__What you need to do__:
Scan the records for the word "galvanized". Copy each line that includes it.
══ Records supplied ══
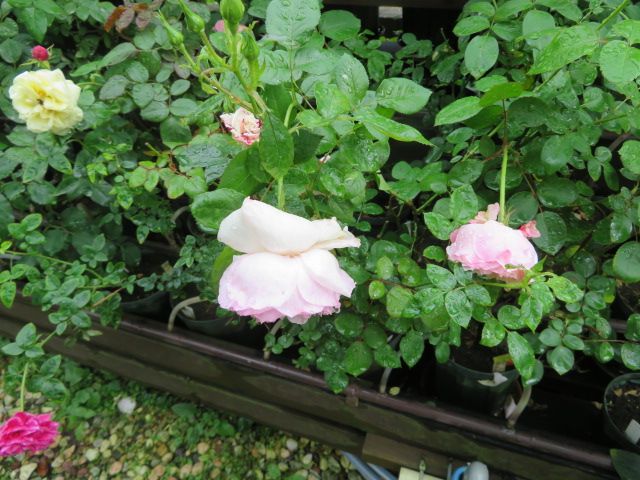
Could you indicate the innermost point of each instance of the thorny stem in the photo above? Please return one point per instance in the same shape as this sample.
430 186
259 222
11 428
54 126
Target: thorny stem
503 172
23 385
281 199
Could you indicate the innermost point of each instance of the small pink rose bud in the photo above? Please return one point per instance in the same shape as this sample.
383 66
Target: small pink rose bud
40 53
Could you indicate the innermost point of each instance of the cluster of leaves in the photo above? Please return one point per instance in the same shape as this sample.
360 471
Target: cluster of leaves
═══
══ Records supplied ══
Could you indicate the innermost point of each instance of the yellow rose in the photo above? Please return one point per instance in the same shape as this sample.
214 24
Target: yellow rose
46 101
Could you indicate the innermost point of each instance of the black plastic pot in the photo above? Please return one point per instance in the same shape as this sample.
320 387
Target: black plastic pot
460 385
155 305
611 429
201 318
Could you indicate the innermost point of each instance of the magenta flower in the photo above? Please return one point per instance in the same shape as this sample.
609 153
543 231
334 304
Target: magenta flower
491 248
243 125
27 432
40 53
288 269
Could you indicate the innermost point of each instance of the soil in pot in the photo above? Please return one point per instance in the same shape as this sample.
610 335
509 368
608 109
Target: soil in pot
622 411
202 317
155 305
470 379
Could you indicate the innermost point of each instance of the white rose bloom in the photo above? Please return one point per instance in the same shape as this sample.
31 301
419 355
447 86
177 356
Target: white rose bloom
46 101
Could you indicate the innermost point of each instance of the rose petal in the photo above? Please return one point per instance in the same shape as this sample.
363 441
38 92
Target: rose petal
═══
══ Records supplied ══
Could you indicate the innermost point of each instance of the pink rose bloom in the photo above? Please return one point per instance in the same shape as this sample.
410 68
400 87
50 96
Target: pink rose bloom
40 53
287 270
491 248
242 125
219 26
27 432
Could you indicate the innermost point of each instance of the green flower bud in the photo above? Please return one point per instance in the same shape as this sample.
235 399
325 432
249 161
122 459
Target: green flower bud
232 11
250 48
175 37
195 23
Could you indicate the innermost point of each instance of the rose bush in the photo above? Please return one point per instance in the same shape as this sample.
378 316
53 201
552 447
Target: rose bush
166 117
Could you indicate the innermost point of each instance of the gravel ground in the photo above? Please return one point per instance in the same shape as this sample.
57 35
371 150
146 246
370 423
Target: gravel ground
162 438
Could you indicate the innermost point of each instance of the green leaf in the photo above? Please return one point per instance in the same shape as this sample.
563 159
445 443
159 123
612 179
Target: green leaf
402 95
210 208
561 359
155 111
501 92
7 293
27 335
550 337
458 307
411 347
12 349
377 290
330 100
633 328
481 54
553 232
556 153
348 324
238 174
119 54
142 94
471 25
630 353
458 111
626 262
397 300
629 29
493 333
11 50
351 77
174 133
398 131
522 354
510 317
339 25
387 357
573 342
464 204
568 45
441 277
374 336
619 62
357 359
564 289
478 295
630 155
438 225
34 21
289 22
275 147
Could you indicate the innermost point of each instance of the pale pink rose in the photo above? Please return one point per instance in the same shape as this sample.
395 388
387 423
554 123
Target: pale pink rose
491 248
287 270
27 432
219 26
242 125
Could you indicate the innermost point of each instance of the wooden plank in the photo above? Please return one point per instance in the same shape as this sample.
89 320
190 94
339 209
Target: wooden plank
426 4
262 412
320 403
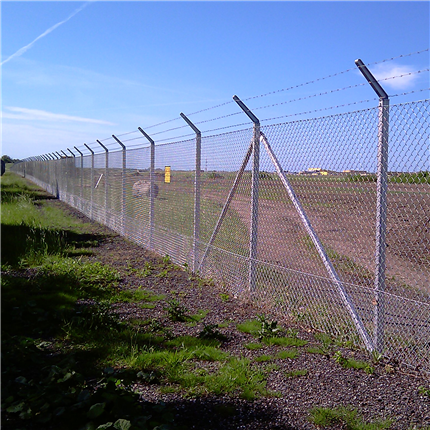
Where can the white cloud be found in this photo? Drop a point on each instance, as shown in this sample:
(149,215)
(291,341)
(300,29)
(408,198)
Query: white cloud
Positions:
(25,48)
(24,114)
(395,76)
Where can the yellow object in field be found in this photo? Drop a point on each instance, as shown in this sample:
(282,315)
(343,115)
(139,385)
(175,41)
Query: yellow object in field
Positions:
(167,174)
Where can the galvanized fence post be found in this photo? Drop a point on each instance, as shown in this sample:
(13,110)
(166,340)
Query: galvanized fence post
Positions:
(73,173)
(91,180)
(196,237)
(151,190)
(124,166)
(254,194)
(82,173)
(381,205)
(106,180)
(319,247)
═══
__Task response__:
Where can the galvanized fence post be found in this photo? Drop a point on each instance, as shown in this sample:
Query: galvanized fence post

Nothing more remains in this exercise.